=== Section Start ===
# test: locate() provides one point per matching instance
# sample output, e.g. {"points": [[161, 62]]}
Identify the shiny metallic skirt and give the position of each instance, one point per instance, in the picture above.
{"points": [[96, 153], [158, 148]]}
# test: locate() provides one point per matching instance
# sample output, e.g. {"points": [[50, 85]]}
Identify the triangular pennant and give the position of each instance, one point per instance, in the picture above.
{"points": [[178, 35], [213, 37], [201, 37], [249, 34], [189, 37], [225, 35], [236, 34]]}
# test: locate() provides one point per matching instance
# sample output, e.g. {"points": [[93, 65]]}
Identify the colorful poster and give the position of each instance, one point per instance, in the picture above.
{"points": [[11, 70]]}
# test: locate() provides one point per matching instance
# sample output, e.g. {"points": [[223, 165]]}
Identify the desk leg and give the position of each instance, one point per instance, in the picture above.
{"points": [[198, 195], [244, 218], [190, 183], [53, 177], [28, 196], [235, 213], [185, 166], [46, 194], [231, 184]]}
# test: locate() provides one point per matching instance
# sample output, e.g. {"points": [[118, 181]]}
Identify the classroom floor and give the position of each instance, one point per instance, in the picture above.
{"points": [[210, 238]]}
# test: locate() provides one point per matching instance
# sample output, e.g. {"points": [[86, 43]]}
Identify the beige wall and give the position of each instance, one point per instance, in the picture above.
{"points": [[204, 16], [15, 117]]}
=== Section End ===
=== Section Start ===
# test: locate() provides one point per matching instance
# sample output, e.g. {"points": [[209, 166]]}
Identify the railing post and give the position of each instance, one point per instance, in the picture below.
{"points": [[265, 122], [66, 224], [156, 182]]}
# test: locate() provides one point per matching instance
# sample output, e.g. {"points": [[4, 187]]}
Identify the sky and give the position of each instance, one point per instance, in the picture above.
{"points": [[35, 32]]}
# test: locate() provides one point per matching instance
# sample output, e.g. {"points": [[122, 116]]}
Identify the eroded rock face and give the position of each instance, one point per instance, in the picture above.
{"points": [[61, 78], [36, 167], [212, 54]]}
=== Section End ===
=== Section Start ===
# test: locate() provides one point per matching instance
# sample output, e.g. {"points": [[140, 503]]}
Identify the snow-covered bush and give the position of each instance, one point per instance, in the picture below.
=== Section End ===
- [DIRECTIONS FOR THIS TASK]: Whenever a line includes the word "sample", pull it out of the entries.

- [EXERCISE RESPONSE]:
# sample output, e.g. {"points": [[161, 62]]}
# sample output, e.g. {"points": [[50, 85]]}
# sample output, e.g. {"points": [[93, 65]]}
# sample output, e.g. {"points": [[223, 165]]}
# sample output, e.g. {"points": [[118, 181]]}
# sample output, e.g. {"points": [[86, 43]]}
# sample output, e.g. {"points": [[209, 166]]}
# sample output, e.g. {"points": [[4, 187]]}
# sample output, e.g. {"points": [[122, 116]]}
# sample output, e.g. {"points": [[140, 503]]}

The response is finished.